- _Work task_:
Repeat each entry. Keep every line exactly as it is.

- _Point localization data_:
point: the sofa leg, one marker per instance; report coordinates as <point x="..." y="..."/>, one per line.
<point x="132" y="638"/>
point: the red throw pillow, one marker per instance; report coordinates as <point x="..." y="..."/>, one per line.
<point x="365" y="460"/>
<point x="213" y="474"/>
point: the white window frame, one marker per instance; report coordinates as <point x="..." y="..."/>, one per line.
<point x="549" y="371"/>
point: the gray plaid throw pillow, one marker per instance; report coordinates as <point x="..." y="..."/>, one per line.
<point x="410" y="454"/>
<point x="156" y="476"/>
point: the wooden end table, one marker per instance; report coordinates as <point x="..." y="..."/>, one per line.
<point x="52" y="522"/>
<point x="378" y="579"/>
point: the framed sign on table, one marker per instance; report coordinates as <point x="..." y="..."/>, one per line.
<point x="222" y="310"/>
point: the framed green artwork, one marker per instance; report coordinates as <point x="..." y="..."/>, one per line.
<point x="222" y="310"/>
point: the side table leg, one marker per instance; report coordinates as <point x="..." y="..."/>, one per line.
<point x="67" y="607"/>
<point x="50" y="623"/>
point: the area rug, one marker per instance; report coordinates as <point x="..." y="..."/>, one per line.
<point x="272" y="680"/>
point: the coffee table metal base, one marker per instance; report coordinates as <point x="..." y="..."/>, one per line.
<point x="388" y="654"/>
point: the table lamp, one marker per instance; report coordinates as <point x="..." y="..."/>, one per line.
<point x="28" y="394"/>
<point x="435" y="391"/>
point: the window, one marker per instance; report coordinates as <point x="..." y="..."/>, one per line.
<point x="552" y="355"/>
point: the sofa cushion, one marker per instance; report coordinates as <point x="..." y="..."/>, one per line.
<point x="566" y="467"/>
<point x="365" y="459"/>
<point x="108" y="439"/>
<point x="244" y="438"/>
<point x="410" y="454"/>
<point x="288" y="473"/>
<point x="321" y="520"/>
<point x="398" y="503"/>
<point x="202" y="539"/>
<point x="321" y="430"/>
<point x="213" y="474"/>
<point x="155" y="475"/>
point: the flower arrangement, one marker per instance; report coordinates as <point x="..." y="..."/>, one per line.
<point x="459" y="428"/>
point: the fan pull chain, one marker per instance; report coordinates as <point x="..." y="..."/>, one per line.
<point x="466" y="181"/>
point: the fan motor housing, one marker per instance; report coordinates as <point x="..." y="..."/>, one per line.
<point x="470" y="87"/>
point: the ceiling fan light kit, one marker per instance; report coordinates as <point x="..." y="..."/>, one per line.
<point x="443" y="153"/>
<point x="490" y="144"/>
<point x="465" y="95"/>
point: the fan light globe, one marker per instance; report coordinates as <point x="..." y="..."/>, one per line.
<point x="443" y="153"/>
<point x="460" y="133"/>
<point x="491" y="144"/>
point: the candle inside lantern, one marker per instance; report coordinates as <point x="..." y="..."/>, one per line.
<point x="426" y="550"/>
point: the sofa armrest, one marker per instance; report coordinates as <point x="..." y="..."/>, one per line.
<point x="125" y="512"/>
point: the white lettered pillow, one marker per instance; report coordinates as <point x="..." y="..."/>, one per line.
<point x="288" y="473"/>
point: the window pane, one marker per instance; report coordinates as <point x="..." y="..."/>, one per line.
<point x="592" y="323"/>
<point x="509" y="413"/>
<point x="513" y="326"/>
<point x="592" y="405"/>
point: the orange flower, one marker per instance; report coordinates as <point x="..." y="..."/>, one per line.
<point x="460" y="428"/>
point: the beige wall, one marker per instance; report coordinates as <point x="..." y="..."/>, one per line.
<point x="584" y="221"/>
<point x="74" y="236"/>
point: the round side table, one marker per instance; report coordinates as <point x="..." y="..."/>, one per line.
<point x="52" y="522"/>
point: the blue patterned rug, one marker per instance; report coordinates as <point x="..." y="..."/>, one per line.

- _Answer below_:
point: the sofa leg, one marker per instance; report coordinates as <point x="..." y="..."/>, one per line.
<point x="132" y="638"/>
point: the red throw pillow, one marker per instance; report coordinates as <point x="..." y="..."/>, one per line.
<point x="365" y="460"/>
<point x="213" y="474"/>
point: the white window frame, one marker per instance; report coordinates as <point x="..." y="..."/>, one per line.
<point x="549" y="371"/>
point: the gray plaid throw pillow, one marker per instance; report coordinates as <point x="..." y="..."/>, one per line.
<point x="410" y="454"/>
<point x="156" y="476"/>
point: the wooden end table, one marker per instance; report coordinates as <point x="..." y="..."/>, one per line.
<point x="52" y="522"/>
<point x="378" y="579"/>
point: the framed sign on table, one marker per instance; report coordinates as <point x="..." y="..."/>, one per line.
<point x="222" y="310"/>
point: the framed green artwork, one marker per instance; report coordinates as <point x="..." y="..."/>, one per line.
<point x="222" y="310"/>
point: the side table leg, one marker per instance; report coordinates as <point x="..." y="..."/>, one per line.
<point x="67" y="607"/>
<point x="50" y="623"/>
point: the area rug, one marker per instance; report coordinates as <point x="..." y="..."/>, one per line.
<point x="272" y="680"/>
point: the coffee table metal base, one marker per instance; report coordinates as <point x="..." y="..."/>, one per line.
<point x="388" y="654"/>
point: the table lamp, one marker per instance; report coordinates as <point x="..." y="..."/>, one per line.
<point x="28" y="394"/>
<point x="435" y="391"/>
point: the window, one marker per instance; report coordinates as <point x="..." y="..."/>, one per line.
<point x="552" y="355"/>
point: the sofa cushion, one marker per instance; report coordinates as <point x="..." y="..."/>, one per line.
<point x="566" y="467"/>
<point x="365" y="459"/>
<point x="108" y="439"/>
<point x="244" y="438"/>
<point x="410" y="454"/>
<point x="288" y="473"/>
<point x="321" y="520"/>
<point x="398" y="503"/>
<point x="202" y="539"/>
<point x="321" y="430"/>
<point x="213" y="474"/>
<point x="155" y="475"/>
point: the flower arrangement, one marker per instance; report coordinates as <point x="..." y="..."/>, one per line.
<point x="459" y="428"/>
point: the fan pull chain, one marker per instance; report coordinates as <point x="..." y="..."/>, one per line.
<point x="466" y="181"/>
point: the fan motor housing, one marker per instance; report coordinates as <point x="..." y="..."/>, one per line.
<point x="470" y="87"/>
point: the ceiling fan light kit, one marker per instance; report coordinates as <point x="..." y="..."/>, one per line.
<point x="443" y="153"/>
<point x="490" y="144"/>
<point x="465" y="95"/>
point: the fan light globe, one marker per instance; report coordinates as <point x="..." y="..."/>, one per line.
<point x="443" y="153"/>
<point x="460" y="133"/>
<point x="491" y="144"/>
point: the candle inside lantern, one marker per instance; report coordinates as <point x="..." y="..."/>, one per line.
<point x="426" y="550"/>
point: the sofa armrest, one marker per instance; report coordinates as <point x="..." y="..."/>, one per line.
<point x="125" y="512"/>
point: the white lettered pillow, one marker per instance; report coordinates as <point x="..." y="..."/>, one per line.
<point x="288" y="473"/>
point: the window pane, one marker per instance; report coordinates as <point x="..." y="..."/>, one per line.
<point x="592" y="323"/>
<point x="509" y="413"/>
<point x="513" y="326"/>
<point x="592" y="405"/>
point: the orange flower, one marker per instance; report coordinates as <point x="..." y="..."/>, one per line.
<point x="460" y="428"/>
point: the beige wall, one marker per instance; report coordinates as <point x="..." y="..."/>, one per line.
<point x="584" y="221"/>
<point x="74" y="236"/>
point: the round side table, one marker per instance; report coordinates as <point x="..." y="..."/>, one per line.
<point x="52" y="522"/>
point: the blue patterned rug, one marker per instance; report coordinates as <point x="..." y="..."/>, one per line.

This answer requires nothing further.